_TASK BRIEF_
In the sports workout text, rewrite the part that opens with the words containing "The Sport: Cross-Country" and closes with "a total-body workout.", putting "dumbbell" in place of "plate".

The Sport: Cross-Country

Key Move: Overhead step ups

Muscles Worked: Glutes, deltoids, spinal erectors, rectus abdominis (abs), serratus anterior and posterior (around ribcage), quadriceps

The Workout: Holding a 10- or 15-pound plate with arms straight above your head, step onto a raised platform with a single leg. The platform can be anywhere from 1 to 2 feet off the ground. Then bring the other leg up. At the top, pause and then step down with the leg that stepped up. Repeat. If using a heavier plate, complete 6 to 8 repetitions; a lighter plate, 10 to 15 reps, for 2 to 4 sets on each leg. Keep your stomach muscles tight. Holding the plate away from your body makes the exercise more difficult as you work on stability in the upper back, body, arms, legs and shoulders. Cardio is also involved—it’s a total-body workout.


The Sport: Tennis

Key Move: Band face pulls

Muscles Worked: All the rotator cuff muscles, rhomboids (back), trapezius (neck/shoulder/back)

The Workout: Stand at a lateral pull cable or wrap a band around an object above eye level. If using a cable, set the weight between 20 and 30 pounds. Grab the cable or band and slowly pull backward until arms are out on both sides, elbows bent at a 90-degree angle. Slowly release the band or cable back to your starting point. Repeat. Do 15 to 20 repetitions, 2 to 4 sets. This works your rear deltoids, back and shoulders. Nordenschild says the back is often overlooked in workouts—out of sight, out of mind—leading to rotator cuff and other injuries.

_Dataset entries_
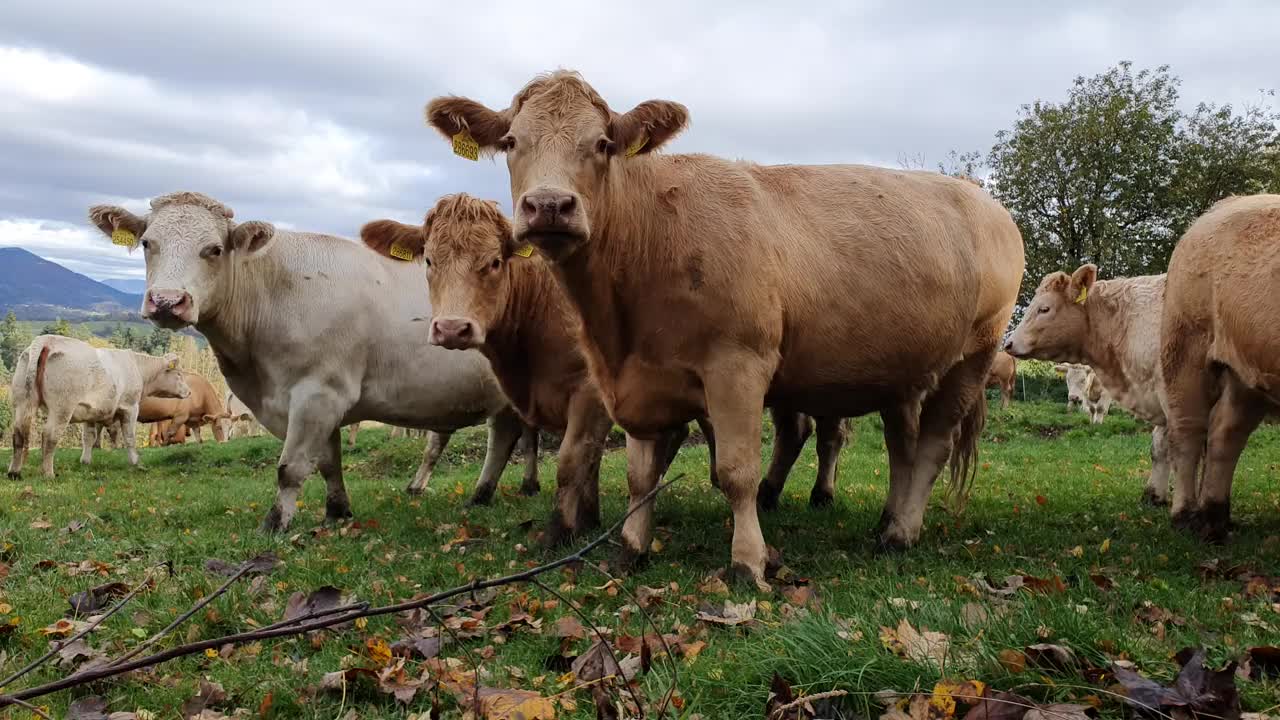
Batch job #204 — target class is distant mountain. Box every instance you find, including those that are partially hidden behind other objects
[0,247,142,320]
[99,278,147,296]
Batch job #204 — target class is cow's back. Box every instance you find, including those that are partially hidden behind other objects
[670,159,1023,406]
[202,231,506,436]
[1164,195,1280,402]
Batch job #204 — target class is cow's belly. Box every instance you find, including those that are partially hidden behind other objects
[602,359,707,438]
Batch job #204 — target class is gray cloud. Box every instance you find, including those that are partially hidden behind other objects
[0,0,1280,277]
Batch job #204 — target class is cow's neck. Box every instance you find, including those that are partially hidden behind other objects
[556,155,678,379]
[1084,281,1129,388]
[133,352,168,397]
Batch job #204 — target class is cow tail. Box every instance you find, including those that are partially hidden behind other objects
[36,345,49,410]
[947,393,987,512]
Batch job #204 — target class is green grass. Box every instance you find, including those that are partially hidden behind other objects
[0,402,1280,719]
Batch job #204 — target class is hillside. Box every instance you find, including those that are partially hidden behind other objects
[0,247,142,320]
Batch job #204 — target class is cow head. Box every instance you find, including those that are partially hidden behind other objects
[88,192,275,329]
[1005,264,1098,363]
[146,352,191,400]
[360,193,517,350]
[426,70,689,260]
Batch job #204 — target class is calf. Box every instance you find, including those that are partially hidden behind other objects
[987,352,1018,407]
[1005,269,1185,505]
[90,192,521,532]
[426,72,1023,585]
[138,372,230,445]
[9,334,189,478]
[361,193,838,542]
[1160,195,1280,541]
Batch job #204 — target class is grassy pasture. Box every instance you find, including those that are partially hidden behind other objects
[0,402,1280,719]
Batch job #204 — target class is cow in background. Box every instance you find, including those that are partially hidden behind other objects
[9,334,191,478]
[90,192,522,532]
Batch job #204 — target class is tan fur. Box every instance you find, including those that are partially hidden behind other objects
[428,73,1023,580]
[987,352,1018,407]
[138,372,230,443]
[1161,195,1280,539]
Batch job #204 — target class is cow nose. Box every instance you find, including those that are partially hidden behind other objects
[142,290,191,320]
[520,188,577,229]
[431,318,476,350]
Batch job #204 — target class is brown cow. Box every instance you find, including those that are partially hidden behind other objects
[987,351,1018,407]
[360,193,842,542]
[138,370,230,445]
[426,72,1023,585]
[1160,195,1280,541]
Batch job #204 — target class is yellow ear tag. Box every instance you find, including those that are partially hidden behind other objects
[111,228,138,249]
[625,135,649,158]
[453,129,480,160]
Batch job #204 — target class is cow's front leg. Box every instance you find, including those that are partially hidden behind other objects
[262,386,351,533]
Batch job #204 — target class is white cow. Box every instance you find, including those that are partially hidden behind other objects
[1005,269,1176,505]
[90,192,530,532]
[9,334,191,478]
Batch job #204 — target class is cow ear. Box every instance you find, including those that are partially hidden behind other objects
[88,205,147,252]
[609,100,689,158]
[1069,263,1098,305]
[426,95,511,151]
[227,220,275,255]
[360,220,426,260]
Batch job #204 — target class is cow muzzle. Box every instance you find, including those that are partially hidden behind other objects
[516,187,588,249]
[142,290,196,329]
[430,318,484,350]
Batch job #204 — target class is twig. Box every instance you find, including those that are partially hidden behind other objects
[0,474,684,707]
[0,562,165,691]
[106,560,253,667]
[769,691,849,720]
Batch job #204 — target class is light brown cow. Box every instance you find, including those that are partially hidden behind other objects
[987,352,1018,407]
[361,193,842,542]
[426,72,1023,585]
[1005,271,1181,505]
[1160,195,1280,541]
[138,370,230,445]
[9,334,188,478]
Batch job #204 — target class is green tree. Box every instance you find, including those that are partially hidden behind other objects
[0,310,32,369]
[983,61,1280,304]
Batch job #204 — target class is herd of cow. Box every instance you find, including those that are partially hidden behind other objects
[13,70,1280,585]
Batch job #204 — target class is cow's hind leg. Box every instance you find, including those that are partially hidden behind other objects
[470,407,525,505]
[879,343,996,548]
[409,428,453,495]
[520,425,543,497]
[809,418,849,507]
[316,428,352,523]
[1199,370,1267,542]
[756,407,813,510]
[1142,425,1169,506]
[81,423,95,465]
[40,410,72,478]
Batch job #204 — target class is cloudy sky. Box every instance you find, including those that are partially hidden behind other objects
[0,0,1280,278]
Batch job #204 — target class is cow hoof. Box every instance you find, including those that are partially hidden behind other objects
[730,562,773,593]
[1142,488,1169,507]
[259,507,287,536]
[809,491,836,507]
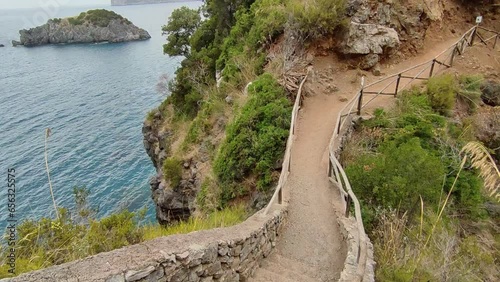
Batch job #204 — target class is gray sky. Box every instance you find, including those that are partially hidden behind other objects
[0,0,111,9]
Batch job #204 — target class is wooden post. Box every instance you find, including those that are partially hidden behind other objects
[358,76,365,116]
[450,46,457,67]
[345,195,351,217]
[470,25,477,46]
[288,154,292,172]
[394,73,401,97]
[429,59,436,78]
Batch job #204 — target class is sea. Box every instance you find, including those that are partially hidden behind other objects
[0,1,201,230]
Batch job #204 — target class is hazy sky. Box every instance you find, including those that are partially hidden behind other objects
[0,0,111,9]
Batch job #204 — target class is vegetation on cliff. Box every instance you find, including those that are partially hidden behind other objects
[67,9,132,27]
[342,75,500,281]
[148,0,345,218]
[0,188,246,278]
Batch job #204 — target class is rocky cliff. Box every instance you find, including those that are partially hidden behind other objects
[12,10,151,46]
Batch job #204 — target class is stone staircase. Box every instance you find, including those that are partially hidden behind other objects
[252,254,321,282]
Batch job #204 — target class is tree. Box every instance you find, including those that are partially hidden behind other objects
[162,6,201,57]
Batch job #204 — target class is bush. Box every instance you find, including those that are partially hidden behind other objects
[0,195,246,279]
[163,157,182,188]
[345,81,483,229]
[457,75,483,113]
[481,81,500,106]
[214,74,292,197]
[427,74,456,115]
[346,138,445,218]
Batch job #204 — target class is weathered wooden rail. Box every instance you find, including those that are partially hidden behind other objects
[264,26,500,281]
[264,75,307,215]
[328,26,500,281]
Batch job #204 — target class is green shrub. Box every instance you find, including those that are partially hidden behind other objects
[214,74,292,198]
[346,78,484,230]
[427,74,456,115]
[0,192,247,279]
[481,81,500,106]
[457,75,483,113]
[346,138,445,219]
[163,157,182,188]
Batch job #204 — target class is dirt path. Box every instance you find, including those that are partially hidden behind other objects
[251,28,498,282]
[254,90,346,281]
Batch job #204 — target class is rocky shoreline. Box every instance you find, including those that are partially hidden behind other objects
[12,10,151,47]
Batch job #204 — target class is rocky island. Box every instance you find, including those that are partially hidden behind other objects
[12,9,151,46]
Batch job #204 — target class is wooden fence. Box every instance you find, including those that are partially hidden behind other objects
[264,75,307,214]
[264,23,500,281]
[328,26,499,281]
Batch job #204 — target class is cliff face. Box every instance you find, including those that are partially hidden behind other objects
[12,16,151,46]
[142,111,201,224]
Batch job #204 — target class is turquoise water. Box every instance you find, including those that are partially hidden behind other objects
[0,2,200,229]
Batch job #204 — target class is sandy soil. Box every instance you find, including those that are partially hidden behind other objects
[252,24,500,281]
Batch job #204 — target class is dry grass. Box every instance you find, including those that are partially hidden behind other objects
[460,141,500,202]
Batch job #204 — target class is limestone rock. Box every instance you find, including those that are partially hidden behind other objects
[360,53,380,70]
[12,13,151,46]
[372,64,382,76]
[340,22,400,55]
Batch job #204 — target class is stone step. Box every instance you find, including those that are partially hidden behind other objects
[250,267,302,282]
[269,254,317,279]
[262,260,318,282]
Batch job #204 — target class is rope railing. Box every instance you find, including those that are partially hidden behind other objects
[328,26,499,281]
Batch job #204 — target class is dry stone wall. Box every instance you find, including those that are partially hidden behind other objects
[0,205,286,282]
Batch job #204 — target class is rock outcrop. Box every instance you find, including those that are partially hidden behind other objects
[142,111,201,224]
[341,0,444,69]
[340,22,400,69]
[12,10,151,46]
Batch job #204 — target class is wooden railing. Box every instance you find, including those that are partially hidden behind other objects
[264,26,500,281]
[264,75,307,214]
[328,26,499,281]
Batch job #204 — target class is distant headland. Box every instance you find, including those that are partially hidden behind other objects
[12,9,151,46]
[111,0,202,6]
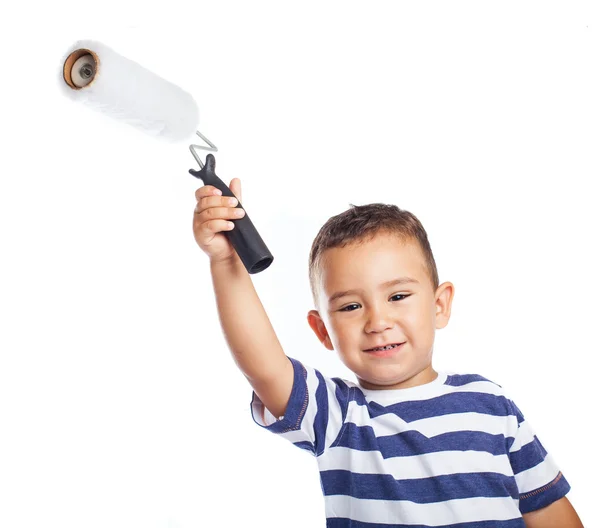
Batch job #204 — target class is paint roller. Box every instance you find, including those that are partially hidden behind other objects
[59,40,273,274]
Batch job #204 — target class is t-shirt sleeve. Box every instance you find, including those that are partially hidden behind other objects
[507,399,571,513]
[250,357,350,456]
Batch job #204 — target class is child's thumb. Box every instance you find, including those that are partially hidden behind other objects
[229,178,242,202]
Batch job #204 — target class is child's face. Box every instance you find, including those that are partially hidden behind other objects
[308,234,454,389]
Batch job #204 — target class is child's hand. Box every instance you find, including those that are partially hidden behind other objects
[193,178,245,262]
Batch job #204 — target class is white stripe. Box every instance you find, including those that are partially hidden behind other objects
[318,447,513,480]
[509,420,535,453]
[358,380,508,406]
[515,454,560,493]
[325,495,521,526]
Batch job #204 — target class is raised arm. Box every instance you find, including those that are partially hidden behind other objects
[193,178,294,416]
[210,254,294,416]
[523,497,584,528]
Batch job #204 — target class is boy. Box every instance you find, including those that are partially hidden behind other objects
[194,178,583,528]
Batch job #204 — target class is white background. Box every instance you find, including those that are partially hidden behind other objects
[0,0,600,528]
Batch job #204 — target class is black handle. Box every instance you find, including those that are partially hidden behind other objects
[190,154,273,274]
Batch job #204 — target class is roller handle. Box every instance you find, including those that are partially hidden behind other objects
[189,154,273,274]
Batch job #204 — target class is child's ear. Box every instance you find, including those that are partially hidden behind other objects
[435,282,454,329]
[306,310,333,350]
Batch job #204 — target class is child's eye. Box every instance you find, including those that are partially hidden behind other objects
[340,293,410,312]
[392,293,408,301]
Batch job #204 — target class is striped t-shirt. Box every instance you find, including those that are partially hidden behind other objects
[250,358,571,528]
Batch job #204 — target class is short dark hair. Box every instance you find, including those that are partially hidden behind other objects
[308,203,439,310]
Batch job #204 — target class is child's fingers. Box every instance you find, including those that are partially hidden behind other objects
[196,185,222,201]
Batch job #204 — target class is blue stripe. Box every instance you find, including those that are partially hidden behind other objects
[313,370,329,456]
[336,423,506,458]
[321,469,519,504]
[444,374,502,388]
[327,517,526,528]
[350,387,514,422]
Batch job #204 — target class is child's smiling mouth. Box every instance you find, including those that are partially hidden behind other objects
[363,342,406,357]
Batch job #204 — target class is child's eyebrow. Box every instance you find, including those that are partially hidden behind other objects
[329,277,419,304]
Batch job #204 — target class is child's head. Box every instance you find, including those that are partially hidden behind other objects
[308,203,454,389]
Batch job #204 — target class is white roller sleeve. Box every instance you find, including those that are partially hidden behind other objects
[59,40,199,142]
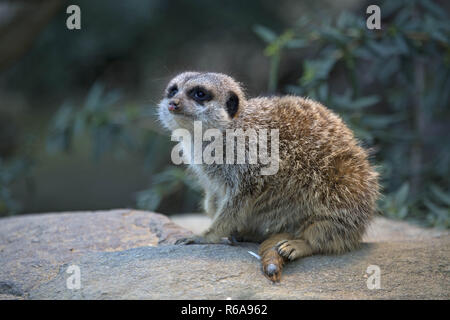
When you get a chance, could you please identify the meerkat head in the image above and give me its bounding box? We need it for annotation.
[159,72,245,130]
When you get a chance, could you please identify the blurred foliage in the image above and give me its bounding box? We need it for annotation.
[255,0,450,227]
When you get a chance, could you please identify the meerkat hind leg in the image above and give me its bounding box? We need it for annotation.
[275,239,314,261]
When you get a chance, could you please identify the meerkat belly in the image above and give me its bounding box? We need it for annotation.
[190,165,226,219]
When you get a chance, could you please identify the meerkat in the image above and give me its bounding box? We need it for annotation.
[158,72,379,282]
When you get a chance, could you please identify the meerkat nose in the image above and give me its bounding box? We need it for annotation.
[167,101,180,111]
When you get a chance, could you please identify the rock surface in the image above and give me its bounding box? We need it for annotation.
[0,209,450,299]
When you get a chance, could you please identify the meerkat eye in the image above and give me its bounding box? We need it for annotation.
[189,87,212,102]
[194,90,206,99]
[167,85,178,98]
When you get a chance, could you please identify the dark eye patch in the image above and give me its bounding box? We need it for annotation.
[188,86,213,104]
[167,84,178,98]
[226,91,239,118]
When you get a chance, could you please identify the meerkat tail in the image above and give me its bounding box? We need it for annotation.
[259,233,292,282]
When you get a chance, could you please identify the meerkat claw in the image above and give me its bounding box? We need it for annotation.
[275,240,295,260]
[263,263,281,282]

_PROBLEM SOLUTION_
The Sport: Cross-Country

Key Move: Overhead step ups

Muscles Worked: Glutes, deltoids, spinal erectors, rectus abdominis (abs), serratus anterior and posterior (around ribcage), quadriceps

The Workout: Holding a 10- or 15-pound dumbbell with arms straight above your head, step onto a raised platform with a single leg. The platform can be anywhere from 1 to 2 feet off the ground. Then bring the other leg up. At the top, pause and then step down with the leg that stepped up. Repeat. If using a heavier dumbbell, complete 6 to 8 repetitions; a lighter dumbbell, 10 to 15 reps, for 2 to 4 sets on each leg. Keep your stomach muscles tight. Holding the dumbbell away from your body makes the exercise more difficult as you work on stability in the upper back, body, arms, legs and shoulders. Cardio is also involved—it’s a total-body workout.